▶ **EXERCISE REQUIREMENTS**: Exactly reproduce each entry, leaving out nothing.

[A run of records]

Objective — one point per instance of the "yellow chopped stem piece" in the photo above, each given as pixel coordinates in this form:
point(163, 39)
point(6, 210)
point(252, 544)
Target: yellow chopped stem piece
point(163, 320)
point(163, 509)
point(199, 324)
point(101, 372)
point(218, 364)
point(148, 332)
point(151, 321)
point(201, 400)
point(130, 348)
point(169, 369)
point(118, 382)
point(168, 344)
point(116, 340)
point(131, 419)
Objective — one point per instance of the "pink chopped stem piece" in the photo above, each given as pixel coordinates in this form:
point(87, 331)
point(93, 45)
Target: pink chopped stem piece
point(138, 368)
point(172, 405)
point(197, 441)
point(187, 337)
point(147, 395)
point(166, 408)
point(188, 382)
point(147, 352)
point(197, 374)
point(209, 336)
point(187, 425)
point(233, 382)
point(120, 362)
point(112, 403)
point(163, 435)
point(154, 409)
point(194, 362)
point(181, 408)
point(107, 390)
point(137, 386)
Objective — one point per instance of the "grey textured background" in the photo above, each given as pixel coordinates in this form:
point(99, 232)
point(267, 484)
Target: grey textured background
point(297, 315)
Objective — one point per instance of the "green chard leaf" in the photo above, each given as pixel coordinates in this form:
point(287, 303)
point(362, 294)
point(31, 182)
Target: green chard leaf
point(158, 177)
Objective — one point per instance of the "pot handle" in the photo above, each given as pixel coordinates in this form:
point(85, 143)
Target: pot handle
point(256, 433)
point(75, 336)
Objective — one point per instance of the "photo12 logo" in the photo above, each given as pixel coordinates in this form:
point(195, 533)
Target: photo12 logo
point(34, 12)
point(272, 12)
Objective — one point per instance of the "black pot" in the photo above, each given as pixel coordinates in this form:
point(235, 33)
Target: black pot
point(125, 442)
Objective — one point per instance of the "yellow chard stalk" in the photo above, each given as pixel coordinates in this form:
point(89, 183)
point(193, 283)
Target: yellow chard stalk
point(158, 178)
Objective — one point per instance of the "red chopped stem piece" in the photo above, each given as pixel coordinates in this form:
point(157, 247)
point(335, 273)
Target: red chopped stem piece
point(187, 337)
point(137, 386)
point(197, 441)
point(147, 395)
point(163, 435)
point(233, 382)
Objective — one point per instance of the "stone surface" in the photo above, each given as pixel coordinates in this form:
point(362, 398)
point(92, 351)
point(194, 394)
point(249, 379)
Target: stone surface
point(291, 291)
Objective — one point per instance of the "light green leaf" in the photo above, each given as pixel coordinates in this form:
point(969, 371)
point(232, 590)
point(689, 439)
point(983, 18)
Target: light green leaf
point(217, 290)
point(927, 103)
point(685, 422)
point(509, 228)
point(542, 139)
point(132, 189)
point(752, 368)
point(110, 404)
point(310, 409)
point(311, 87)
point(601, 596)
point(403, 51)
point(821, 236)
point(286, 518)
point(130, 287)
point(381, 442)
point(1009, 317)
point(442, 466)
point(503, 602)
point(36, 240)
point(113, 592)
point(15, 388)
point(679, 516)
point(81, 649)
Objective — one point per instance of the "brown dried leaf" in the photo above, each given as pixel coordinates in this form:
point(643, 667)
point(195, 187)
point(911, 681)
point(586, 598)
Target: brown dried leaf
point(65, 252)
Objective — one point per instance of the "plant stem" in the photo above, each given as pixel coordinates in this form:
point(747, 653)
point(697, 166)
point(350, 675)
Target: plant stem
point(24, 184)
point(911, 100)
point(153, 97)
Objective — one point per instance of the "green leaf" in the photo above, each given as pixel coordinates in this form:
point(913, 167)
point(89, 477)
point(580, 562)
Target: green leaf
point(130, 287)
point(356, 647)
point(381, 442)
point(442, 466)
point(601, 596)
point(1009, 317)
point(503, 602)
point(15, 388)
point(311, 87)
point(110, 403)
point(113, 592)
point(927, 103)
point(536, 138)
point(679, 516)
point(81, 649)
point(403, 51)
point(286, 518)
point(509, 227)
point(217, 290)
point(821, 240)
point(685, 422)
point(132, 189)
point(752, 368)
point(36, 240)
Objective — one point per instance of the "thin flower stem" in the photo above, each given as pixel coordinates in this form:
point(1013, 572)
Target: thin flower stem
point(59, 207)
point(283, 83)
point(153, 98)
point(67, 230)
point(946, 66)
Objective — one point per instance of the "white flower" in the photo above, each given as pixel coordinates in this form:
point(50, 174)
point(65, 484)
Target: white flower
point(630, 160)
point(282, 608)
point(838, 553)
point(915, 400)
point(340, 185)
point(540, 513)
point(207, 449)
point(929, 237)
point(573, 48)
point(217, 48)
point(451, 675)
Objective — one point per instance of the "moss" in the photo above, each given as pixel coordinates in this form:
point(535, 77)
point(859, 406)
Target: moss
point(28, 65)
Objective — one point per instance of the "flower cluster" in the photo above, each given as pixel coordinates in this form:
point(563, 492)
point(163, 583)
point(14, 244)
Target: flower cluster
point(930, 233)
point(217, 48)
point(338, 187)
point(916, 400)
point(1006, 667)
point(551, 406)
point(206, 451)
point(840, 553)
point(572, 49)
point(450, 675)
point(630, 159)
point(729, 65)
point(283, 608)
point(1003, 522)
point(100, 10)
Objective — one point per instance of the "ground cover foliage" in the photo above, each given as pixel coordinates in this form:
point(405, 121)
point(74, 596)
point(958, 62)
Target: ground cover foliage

▶ **COMPLETE RESPONSE**:
Objective — one point per instance of the "yellow chopped stem piece" in the photo above, each given as pixel coordinates in this form:
point(163, 39)
point(6, 210)
point(252, 544)
Target: yellow chopped stem piece
point(163, 320)
point(163, 509)
point(199, 324)
point(101, 372)
point(218, 364)
point(148, 332)
point(151, 321)
point(201, 400)
point(130, 348)
point(169, 369)
point(118, 382)
point(168, 344)
point(116, 340)
point(131, 419)
Objective — one point per instance of the "pink chopped stem piece" in the photo above, each given as pixel coordinates in this form:
point(87, 331)
point(93, 45)
Target: pink chopped stem piece
point(138, 368)
point(172, 405)
point(197, 441)
point(187, 337)
point(147, 395)
point(166, 408)
point(188, 382)
point(147, 352)
point(197, 374)
point(209, 336)
point(187, 425)
point(233, 382)
point(120, 362)
point(112, 403)
point(163, 435)
point(154, 409)
point(194, 362)
point(181, 408)
point(107, 390)
point(137, 386)
Objective — one point per instance of the "grey textured background" in the photo above, each given as pixel coordinates in this form:
point(99, 232)
point(267, 484)
Target: grey textured background
point(297, 315)
Objective — one point per instance of the "green chard leaf" in the photo above, each given as pixel coordinates in this form:
point(287, 303)
point(362, 294)
point(31, 182)
Target: green chard leaf
point(158, 177)
Objective — one point per instance of the "pot handle" in the photo above, each given as pixel coordinates in this form:
point(85, 143)
Target: pot handle
point(256, 433)
point(75, 336)
Objective — one point per instance of the "photo12 logo" in the photo above, each given as pixel coordinates in this form:
point(195, 533)
Target: photo12 logo
point(34, 12)
point(272, 12)
Objective — one point per instance of the "black pot" in the photo above, each given as pixel coordinates in this form:
point(235, 33)
Target: black pot
point(125, 442)
Objective — one point per instance of the "yellow chard stalk" in the photo above, each given as pixel coordinates in this form:
point(89, 183)
point(193, 283)
Target: yellow chard stalk
point(158, 178)
Objective — one point per instance of the "red chopped stem piece" in the photo above, each given as pixel coordinates in this form:
point(157, 247)
point(335, 273)
Target: red chopped stem piece
point(187, 337)
point(137, 386)
point(197, 441)
point(147, 395)
point(163, 435)
point(233, 382)
Objective — one point per instance of the "stone surface" in the photo above, each given as pixel coordinates in this form:
point(362, 398)
point(92, 351)
point(194, 394)
point(249, 379)
Target: stone surface
point(291, 291)
Objective — one point per instance of the "light green leaf" in the photo above, each given as pixel coordinates in this form:
point(969, 371)
point(232, 590)
point(689, 439)
point(983, 18)
Target: light green leaf
point(217, 290)
point(927, 103)
point(685, 422)
point(509, 228)
point(542, 139)
point(132, 189)
point(752, 368)
point(110, 404)
point(310, 409)
point(311, 87)
point(601, 596)
point(403, 51)
point(821, 236)
point(286, 518)
point(130, 287)
point(381, 442)
point(1009, 317)
point(442, 466)
point(503, 602)
point(36, 240)
point(113, 592)
point(15, 388)
point(679, 516)
point(81, 649)
Objective — one point per instance of the "brown dried leaf" in the photo above, each given as pixel coordinates in this form:
point(643, 667)
point(195, 187)
point(911, 681)
point(586, 598)
Target: brown dried leaf
point(65, 252)
Objective — one point per instance of the "plant stem" in the photo above, each given as pixel coordinates in this form:
point(747, 653)
point(697, 166)
point(350, 675)
Target: plant stem
point(24, 184)
point(911, 100)
point(153, 97)
Objective — one point per instance of the "green leaf" in the photo above, each given as pixel coordinates in this form:
point(913, 167)
point(89, 477)
point(580, 562)
Target: green leaf
point(130, 287)
point(356, 647)
point(381, 442)
point(442, 466)
point(601, 596)
point(1009, 317)
point(503, 602)
point(15, 388)
point(311, 87)
point(110, 403)
point(113, 592)
point(927, 103)
point(536, 138)
point(679, 516)
point(81, 649)
point(403, 51)
point(286, 518)
point(509, 227)
point(217, 290)
point(821, 240)
point(685, 422)
point(132, 189)
point(752, 368)
point(36, 240)
Objective — one point per instance of the "thin flower stem" in the photo above, each given as pixel coordinates in this form:
point(1013, 572)
Target: thin flower stem
point(59, 207)
point(283, 83)
point(153, 98)
point(67, 230)
point(946, 66)
Objective — one point per instance of the "white flower" in the photo above, each given as pixel coordinates in this form:
point(50, 174)
point(65, 484)
Target: white flower
point(630, 160)
point(282, 608)
point(838, 553)
point(915, 400)
point(340, 185)
point(540, 513)
point(207, 449)
point(929, 237)
point(573, 48)
point(217, 48)
point(451, 675)
Objective — one point per instance of the "moss" in the photo above, each given as pixel coordinates in this form:
point(535, 77)
point(859, 406)
Target: moss
point(28, 65)
Objective — one point per instance of the "flower cluster" in the photo above, each given as pixel coordinates in this form:
point(563, 492)
point(163, 583)
point(14, 244)
Target: flower cluster
point(930, 233)
point(217, 48)
point(338, 187)
point(916, 400)
point(1006, 667)
point(551, 406)
point(206, 451)
point(840, 553)
point(572, 49)
point(450, 675)
point(630, 159)
point(729, 65)
point(283, 608)
point(1003, 522)
point(100, 10)
Objective — one point per instance of the "ground cover foliage" in the photo above, each given as pixel coordinates in this form:
point(405, 121)
point(74, 596)
point(958, 62)
Target: ground cover foliage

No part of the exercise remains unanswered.